Task A
List every age of Christy's that the article on Christy Brown states, each with the event the article links to it.
Task B
Condense the paragraph of the article on Christy Brown that begins "Orthopedist Robert Collis saw him" into a short bulleted list that keeps its main facts.
Task C
Continue the article on Christy Brown, picking up after its final sentence.

Provided text

——

Monday, May. 09, 1955

Left Foot Foremost

In 24 years of bitter poverty Mrs. Patrick Brown, a Dublin bricklayer's wife, bore 22 children, but only 13 lived. Halfway down the line came Christy. He could not hold his head up and his mouth, was lopsided. His hands jerked violently with no coordination; his right leg was equally useless. Doctors told Mrs. Brown that Christy was an imbecile (actually he had cerebral palsy from a brain injury before or during birth) and that his case was hopeless. With the medical knowledge of the early 1930s, the doctors were not far wrong.

But when he was five the wordless, spastic child grabbed a piece of chalk in the toes of his left foot, and showed that he had control of one limb. Between confinements, his indomitable mother taught him the alphabet. When he was seven Christy spelled out MOTHER. It was one of the proudest moments that Christy Brown, now 22, reports in his autobiography, My Left Foot (Simon & Schuster; $3). From that moment, though unschooled, Christy went on to painting and writing stories, always with his left foot. Relying on that same limb, he had himself thrown into a canal by his brothers, and swam the first time.

Orthopedist Robert Collis saw him when he was twelve. Though Collis could do nothing then, he never forgot the boy. Six years later, when he set up a clinic in Dublin, Dr. Collis looked Christy up. Experts decided that at 18 Christy could be taught to speak intelligibly, to walk a little and to use his hands--provided that he would swear off using his left foot. This versatile limb was helping to keep him a cripple. When younger, Christy had got around in a gocart; later he often traveled on his brother's shoulders.

——

Extracted entries

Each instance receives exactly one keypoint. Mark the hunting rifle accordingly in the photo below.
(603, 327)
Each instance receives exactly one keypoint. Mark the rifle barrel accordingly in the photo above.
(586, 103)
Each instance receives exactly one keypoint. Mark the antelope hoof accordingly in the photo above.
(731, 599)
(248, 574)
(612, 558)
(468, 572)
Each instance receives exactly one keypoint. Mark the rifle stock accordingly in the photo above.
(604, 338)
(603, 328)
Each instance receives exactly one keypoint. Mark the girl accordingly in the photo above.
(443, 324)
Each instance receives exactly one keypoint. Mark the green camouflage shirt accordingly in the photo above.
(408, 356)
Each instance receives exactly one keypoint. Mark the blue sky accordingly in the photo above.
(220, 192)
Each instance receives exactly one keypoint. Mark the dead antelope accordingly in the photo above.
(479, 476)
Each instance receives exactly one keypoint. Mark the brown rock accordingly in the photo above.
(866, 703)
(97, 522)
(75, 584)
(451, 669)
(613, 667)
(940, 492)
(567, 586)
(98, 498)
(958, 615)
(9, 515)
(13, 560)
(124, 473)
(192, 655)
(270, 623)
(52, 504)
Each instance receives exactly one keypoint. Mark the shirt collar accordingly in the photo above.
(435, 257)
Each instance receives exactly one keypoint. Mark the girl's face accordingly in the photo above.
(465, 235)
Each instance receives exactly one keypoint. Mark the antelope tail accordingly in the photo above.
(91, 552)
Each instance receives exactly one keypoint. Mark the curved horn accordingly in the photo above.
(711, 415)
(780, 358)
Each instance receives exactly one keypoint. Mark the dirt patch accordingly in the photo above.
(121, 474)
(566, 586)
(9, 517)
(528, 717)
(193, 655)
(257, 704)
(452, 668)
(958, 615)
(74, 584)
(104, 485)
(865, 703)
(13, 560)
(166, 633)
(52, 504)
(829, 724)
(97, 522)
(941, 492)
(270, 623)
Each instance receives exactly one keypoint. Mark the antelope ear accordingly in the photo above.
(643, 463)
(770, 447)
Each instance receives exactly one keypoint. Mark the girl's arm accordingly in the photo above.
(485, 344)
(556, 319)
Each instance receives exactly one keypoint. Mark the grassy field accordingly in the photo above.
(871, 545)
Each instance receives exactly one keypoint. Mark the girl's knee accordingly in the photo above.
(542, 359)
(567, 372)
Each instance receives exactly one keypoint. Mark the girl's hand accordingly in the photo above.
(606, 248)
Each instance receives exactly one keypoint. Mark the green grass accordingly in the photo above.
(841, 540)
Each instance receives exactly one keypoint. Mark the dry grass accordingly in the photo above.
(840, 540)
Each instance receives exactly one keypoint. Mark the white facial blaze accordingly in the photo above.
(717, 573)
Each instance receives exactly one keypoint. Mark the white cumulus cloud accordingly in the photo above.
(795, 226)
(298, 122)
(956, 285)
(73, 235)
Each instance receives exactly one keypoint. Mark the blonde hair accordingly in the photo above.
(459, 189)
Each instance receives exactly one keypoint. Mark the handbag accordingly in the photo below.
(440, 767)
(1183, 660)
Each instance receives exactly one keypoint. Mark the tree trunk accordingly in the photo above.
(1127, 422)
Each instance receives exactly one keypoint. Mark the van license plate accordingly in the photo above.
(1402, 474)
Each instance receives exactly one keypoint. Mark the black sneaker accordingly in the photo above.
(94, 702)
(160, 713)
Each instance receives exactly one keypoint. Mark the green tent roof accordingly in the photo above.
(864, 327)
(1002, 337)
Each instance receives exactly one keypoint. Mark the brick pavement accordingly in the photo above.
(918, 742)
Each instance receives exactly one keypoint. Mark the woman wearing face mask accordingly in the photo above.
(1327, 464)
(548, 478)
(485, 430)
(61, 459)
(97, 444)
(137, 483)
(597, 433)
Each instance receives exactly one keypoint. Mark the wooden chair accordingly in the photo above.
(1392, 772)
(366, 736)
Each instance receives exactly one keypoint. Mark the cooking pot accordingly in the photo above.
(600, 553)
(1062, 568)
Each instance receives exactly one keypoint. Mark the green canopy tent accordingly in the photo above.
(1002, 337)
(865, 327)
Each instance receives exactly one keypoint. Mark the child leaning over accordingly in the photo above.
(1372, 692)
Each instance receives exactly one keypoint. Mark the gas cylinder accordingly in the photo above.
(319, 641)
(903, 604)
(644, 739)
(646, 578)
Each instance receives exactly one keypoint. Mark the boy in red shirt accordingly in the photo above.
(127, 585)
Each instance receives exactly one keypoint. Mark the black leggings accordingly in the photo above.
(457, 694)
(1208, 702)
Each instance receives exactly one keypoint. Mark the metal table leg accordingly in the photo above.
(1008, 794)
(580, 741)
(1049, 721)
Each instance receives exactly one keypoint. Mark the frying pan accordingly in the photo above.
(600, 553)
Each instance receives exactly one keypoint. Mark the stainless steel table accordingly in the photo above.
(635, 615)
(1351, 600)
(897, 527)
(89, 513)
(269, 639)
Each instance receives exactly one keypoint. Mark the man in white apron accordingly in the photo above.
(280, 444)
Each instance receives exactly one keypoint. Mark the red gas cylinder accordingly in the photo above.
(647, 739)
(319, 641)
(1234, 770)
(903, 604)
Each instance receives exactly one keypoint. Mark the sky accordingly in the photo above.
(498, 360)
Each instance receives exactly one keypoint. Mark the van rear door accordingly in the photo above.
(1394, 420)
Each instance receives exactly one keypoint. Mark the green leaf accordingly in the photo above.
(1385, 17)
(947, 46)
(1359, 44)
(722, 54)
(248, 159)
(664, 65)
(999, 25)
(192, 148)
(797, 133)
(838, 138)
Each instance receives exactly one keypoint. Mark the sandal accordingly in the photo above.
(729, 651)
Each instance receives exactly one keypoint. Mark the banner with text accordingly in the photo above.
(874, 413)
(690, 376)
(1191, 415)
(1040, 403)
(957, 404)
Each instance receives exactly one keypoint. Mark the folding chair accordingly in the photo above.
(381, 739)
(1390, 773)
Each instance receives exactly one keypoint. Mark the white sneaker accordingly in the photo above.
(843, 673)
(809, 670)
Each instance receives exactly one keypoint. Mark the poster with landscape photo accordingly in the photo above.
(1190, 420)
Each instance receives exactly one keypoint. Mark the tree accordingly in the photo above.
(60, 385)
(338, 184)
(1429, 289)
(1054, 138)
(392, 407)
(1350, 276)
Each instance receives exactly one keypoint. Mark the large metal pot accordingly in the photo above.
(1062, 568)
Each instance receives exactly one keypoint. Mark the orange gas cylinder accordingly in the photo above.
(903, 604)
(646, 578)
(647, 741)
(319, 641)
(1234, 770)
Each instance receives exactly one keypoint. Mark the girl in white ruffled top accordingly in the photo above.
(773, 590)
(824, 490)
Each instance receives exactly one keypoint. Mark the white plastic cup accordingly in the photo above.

——

Task output A
- Five: he grabbed a piece of chalk in the toes of his left foot and showed he had control of one limb.
- Seven: he spelled out MOTHER.
- Twelve: orthopedist Robert Collis saw him.
- 18: experts decided he could be taught to speak intelligibly, to walk a little and to use his hands, provided he swore off using his left foot.
- 22: his present age, at which he reports his story in his autobiography, My Left Foot.

Task output B
- Orthopedist Robert Collis saw Christy when he was twelve but could do nothing for him then, though he never forgot him.
- Six years later, after setting up a clinic in Dublin, Collis sought Christy out.
- Experts decided that at 18 Christy could learn to speak intelligibly, walk a little and use his hands, if he gave up using his left foot.
- That foot was helping to keep him a cripple.
- As a younger boy he got around in a gocart; later he often rode on his brother's shoulders.

Task output C
Christy got on the floor at Dr. Collis' new clinic alongside infants and children, and painstakingly practiced the most elementary muscle-training exercises. Dr. Collis, an amateur playwright, also coached Christy in his writing. He learned a simple, straightforward style which helps him to convey a deep understanding of the problems of the cerebral palsied. Now he can talk to strangers and walk across a room. As reward for long forbearance, Christy is allowed to use his left foot for such special tasks as creative writing (his autobiography was written entirely in this way).

The medical lesson of My Left Foot is that even a young adult can be saved from the worst horrors of cerebral palsy. As for Christy Brown, he has use of the royalties to fix up his study, and now has an electric typewriter, which even his jumpy fingers can operate. Now he can keep the shoe on his left foot.